▶ _Your task_
Print out all the records, word for word.

▶ _Data extracts_
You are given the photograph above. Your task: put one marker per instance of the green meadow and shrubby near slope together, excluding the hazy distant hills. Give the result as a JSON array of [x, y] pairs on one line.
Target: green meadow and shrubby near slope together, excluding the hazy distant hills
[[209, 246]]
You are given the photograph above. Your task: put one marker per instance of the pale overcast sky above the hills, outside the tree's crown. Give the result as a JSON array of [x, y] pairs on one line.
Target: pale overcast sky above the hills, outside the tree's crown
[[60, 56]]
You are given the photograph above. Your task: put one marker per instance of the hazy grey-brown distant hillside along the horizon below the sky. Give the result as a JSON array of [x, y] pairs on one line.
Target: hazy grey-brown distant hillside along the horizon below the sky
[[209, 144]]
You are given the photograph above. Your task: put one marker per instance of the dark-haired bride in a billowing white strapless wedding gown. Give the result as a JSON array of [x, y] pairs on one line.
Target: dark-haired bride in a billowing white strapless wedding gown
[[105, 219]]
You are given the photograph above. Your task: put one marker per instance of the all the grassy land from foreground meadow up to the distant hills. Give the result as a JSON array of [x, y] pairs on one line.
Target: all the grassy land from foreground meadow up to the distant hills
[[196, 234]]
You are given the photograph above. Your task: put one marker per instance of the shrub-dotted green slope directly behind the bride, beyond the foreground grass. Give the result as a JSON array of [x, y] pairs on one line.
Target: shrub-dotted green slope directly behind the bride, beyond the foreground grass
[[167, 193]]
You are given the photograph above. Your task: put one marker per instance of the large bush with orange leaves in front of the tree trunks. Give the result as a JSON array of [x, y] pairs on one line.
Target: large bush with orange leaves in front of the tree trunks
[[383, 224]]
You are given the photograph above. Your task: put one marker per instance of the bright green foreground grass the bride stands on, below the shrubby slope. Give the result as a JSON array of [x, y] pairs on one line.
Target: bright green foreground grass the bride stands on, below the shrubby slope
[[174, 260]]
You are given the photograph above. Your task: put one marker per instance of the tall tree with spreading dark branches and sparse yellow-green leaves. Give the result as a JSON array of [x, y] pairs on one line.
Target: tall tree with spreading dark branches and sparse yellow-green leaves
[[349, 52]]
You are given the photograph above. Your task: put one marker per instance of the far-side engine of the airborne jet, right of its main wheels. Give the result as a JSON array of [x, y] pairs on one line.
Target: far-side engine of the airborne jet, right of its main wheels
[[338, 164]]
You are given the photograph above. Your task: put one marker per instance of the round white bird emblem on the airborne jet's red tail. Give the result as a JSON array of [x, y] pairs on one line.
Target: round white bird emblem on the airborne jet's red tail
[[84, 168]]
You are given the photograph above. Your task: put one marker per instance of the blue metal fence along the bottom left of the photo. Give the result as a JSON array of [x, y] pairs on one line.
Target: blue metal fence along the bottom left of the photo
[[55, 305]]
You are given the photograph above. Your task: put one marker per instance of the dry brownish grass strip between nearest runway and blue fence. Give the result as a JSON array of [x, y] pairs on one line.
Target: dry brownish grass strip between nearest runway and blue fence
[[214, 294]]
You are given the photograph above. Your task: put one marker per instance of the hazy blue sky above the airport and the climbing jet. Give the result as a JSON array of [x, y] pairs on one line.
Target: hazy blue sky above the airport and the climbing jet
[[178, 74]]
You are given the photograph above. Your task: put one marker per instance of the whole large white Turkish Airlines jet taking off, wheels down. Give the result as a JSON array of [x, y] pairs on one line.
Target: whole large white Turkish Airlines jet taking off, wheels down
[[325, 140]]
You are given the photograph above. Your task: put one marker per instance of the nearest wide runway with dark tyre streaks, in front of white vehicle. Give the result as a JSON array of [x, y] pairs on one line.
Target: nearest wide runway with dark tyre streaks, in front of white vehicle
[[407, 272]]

▶ _Expected answer_
You are given the photograph above. Your task: put one marker per instance of the green meadow and shrubby near slope together, excluding the hazy distant hills. Give the result as a JSON array of [x, y] pairs on one line.
Target: green meadow and shrubby near slope together, excluding the hazy distant hills
[[209, 246]]
You are given the photograph above. Your task: put one marker per instance of the pale overcast sky above the hills, outside the tree's crown. Give the result as a JSON array of [x, y] pairs on one line.
Target: pale overcast sky above the hills, outside the tree's crown
[[60, 56]]
You are given the photograph above. Your task: put one marker per instance of the hazy grey-brown distant hillside along the horizon below the sky. Give the result as a JSON array of [x, y] pairs on one line.
Target: hazy grey-brown distant hillside along the horizon below the sky
[[209, 144]]
You are given the photograph above. Your task: put one marker per instance of the dark-haired bride in a billowing white strapless wedding gown. Give the result as a JSON array of [x, y] pairs on one line.
Target: dark-haired bride in a billowing white strapless wedding gown
[[105, 219]]
You are given the photograph above. Your task: put one marker per instance of the all the grassy land from foreground meadow up to the distant hills. Give the result as a JSON array of [x, y] pairs on one line.
Target: all the grassy land from foreground meadow up to the distant hills
[[196, 234]]
You are given the photograph above. Your task: put one marker per instance of the shrub-dotted green slope directly behind the bride, beyond the foreground grass. Give the result as a JSON array of [x, y] pairs on one line.
Target: shrub-dotted green slope directly behind the bride, beyond the foreground grass
[[167, 193]]
You are given the photograph above. Your task: put one marker per instance of the large bush with orange leaves in front of the tree trunks. Give the result as a JSON array of [x, y] pairs on one line.
Target: large bush with orange leaves in front of the tree trunks
[[383, 224]]
You are given the photograph above. Your task: put one marker per instance of the bright green foreground grass the bride stands on, below the shrubby slope. Give the result as a JSON array of [x, y] pairs on one line.
Target: bright green foreground grass the bride stands on, below the shrubby slope
[[174, 260]]
You are given the photograph above. Your task: put one marker per instance of the tall tree with spreading dark branches and sparse yellow-green leaves. Give the result as a JSON array of [x, y] pairs on one line.
Target: tall tree with spreading dark branches and sparse yellow-green leaves
[[349, 52]]
You are given the photograph above. Your task: put one marker per instance of the far-side engine of the airborne jet, right of its main wheels. Give the result as a JSON array of [x, y] pairs on one line.
Target: far-side engine of the airborne jet, right of its main wheels
[[338, 164]]
You are given the photograph above. Your task: put one marker per instance of the round white bird emblem on the airborne jet's red tail. Give the result as a JSON array of [x, y] pairs on one line.
Target: round white bird emblem on the airborne jet's red tail
[[84, 168]]
You are given the photograph above. Your task: put one marker per instance of the blue metal fence along the bottom left of the photo. Give the result as a JSON array of [x, y] pairs on one line.
Target: blue metal fence along the bottom left of the photo
[[55, 305]]
You are given the photograph above. Your task: put one marker per instance of the dry brownish grass strip between nearest runway and blue fence. Give the result as a JSON array of [x, y] pairs on one line.
Target: dry brownish grass strip between nearest runway and blue fence
[[214, 294]]
You are given the photograph above. Your task: put one marker per instance of the hazy blue sky above the airport and the climbing jet. Give the result as a JSON array of [x, y] pairs on one line.
Target: hazy blue sky above the airport and the climbing jet
[[178, 74]]
You are given the photograph above. Your task: put one marker per instance of the whole large white Turkish Airlines jet taking off, wheels down. Give the result as a JSON array of [x, y] pairs on one line.
Target: whole large white Turkish Airlines jet taking off, wheels down
[[325, 140]]
You are given the photograph above. Your task: put one marker per instance of the nearest wide runway with dark tyre streaks, in front of white vehicle. Give the result as a JSON array of [x, y] pairs on one line.
Target: nearest wide runway with dark tyre streaks, in front of white vehicle
[[407, 272]]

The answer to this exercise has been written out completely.